Integration with Euler's constant and cosine

**bhuang** · April 24th 2010, 07:06 PM

Integrate

e^(2x)cosx dx

I tried substitution, where u=2x, but then I am still left with an x value from cosx. I know how to integrate them separately, but now when they are multipled together... how should I go about integrating?

**TKHunny** · April 24th 2010, 07:08 PM

How's your "by parts"? Do it twice.

**Prove It** · April 24th 2010, 07:13 PM

Originally Posted by bhuang

Integrate

e^(2x)cosx dx

I tried substitution, where u=2x, but then I am still left with an x value from cosx. I know how to integrate them separately, but now when they are multipled together... how should I go about integrating?

You need to use integration by parts.

$\int{u\,dv} = u\,v - \int{v\,du}$ .

So for $\int{e^{2x}\cos{x}\,dx}$

Let $u = e^{2x}$ so that $du = 2e^{2x}$ .

Let $dv = \cos{x}$ so that $v = \sin{x}$ .

★ ★ ★ ★ ★

_OBJECTIVE A_.
Answer these questions about the forum thread on integrating e^(2x)cosx:
(i) What substitution did bhuang try first?
(ii) How many times does TKHunny say to apply integration by parts?
(iii) In Prove It's reply, what is chosen as u?
_OBJECTIVE B_.
Carry on the forum thread about integrating e^(2x)cosx from the point where it stops.

_ENTRIES_.
★ ★ ★ ★ ★

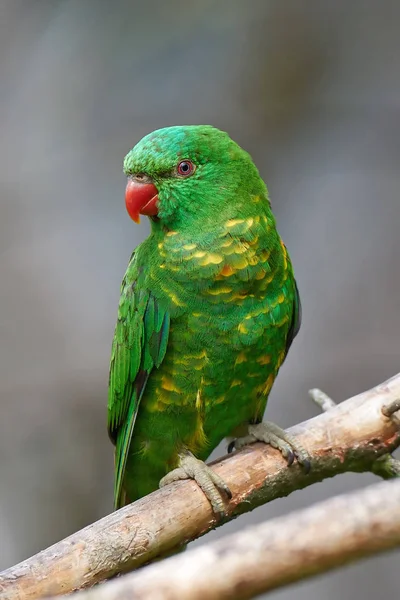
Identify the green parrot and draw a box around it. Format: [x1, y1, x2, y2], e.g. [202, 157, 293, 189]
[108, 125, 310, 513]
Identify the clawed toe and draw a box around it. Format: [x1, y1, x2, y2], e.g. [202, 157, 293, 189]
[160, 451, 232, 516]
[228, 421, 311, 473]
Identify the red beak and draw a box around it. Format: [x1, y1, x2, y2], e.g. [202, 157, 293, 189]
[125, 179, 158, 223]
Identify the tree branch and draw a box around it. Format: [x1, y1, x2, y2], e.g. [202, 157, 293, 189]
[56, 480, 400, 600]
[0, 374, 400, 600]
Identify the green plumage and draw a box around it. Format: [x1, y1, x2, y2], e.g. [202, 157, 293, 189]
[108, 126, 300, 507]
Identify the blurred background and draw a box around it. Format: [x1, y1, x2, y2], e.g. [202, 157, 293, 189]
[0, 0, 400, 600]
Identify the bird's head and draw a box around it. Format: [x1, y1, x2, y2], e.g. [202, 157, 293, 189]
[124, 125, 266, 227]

★ ★ ★ ★ ★

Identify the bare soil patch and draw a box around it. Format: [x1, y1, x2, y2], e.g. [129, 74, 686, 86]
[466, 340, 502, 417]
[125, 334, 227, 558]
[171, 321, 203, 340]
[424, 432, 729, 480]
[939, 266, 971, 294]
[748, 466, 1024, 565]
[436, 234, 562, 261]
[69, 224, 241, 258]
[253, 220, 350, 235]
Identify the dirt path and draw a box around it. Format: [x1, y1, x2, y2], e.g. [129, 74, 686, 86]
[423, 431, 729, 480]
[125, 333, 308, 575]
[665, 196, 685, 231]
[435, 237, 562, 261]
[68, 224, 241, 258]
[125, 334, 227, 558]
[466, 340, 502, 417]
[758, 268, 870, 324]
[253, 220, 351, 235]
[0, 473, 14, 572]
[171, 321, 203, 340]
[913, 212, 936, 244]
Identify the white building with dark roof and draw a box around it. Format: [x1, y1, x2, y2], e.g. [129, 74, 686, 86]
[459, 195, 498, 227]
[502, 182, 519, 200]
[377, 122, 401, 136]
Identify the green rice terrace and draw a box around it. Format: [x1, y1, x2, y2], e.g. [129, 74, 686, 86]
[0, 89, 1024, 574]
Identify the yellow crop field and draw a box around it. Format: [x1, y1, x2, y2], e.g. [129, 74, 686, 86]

★ ★ ★ ★ ★

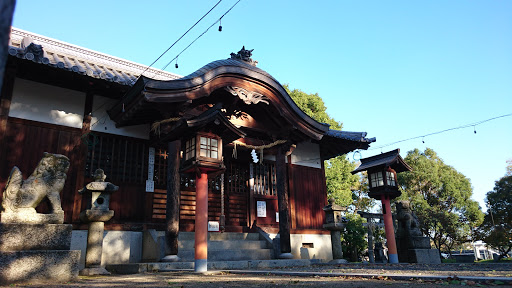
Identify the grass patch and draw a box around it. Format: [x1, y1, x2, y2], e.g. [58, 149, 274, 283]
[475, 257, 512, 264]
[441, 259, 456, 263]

★ ★ ★ ★ ★

_EXPECTED ANSWER A_.
(i) u=2x
(ii) Twice
(iii) $u = e^{2x}$

_EXPECTED ANSWER B_.
Therefore $\int{e^{2x}\cos{x}\,dx} = e^{2x}\sin{x} - \int{2e^{2x}\sin{x}\,dx}$

$= e^{2x}\sin{x} - 2\int{e^{2x}\sin{x}\,dx}$ .

Now you need integration by parts again.

Let $u = e^{2x}$ so that $du = 2e^{2x}$ .

Let $dv = \sin{x}$ so that $v = -\cos{x}$ .

So $e^{2x}\sin{x} - 2\int{e^{2x}\sin{x}\,dx} = e^{2x}\sin{x} - 2\left[-e^{2x}\cos{x} - \int{-2e^{2x}\cos{x}\,dx}\right]$

$= e^{2x}\sin{x} + 2e^{2x}\cos{x} - 4\int{e^{2x}\cos{x}\,dx}$ .

So we have

$\int{e^{2x}\cos{x}\,dx} = e^{2x}\sin{x} + 2e^{2x}\cos{x} - 4\int{e^{2x}\cos{x}\,dx}$

$5\int{e^{2x}\cos{x}\,dx} = e^{2x}\sin{x} + 2e^{2x}\cos{x}$

$\int{e^{2x}\cos{x}\,dx} = \frac{1}{5}e^{2x}\sin{x} + \frac{2}{5}e^{2x}\cos{x} + C$ .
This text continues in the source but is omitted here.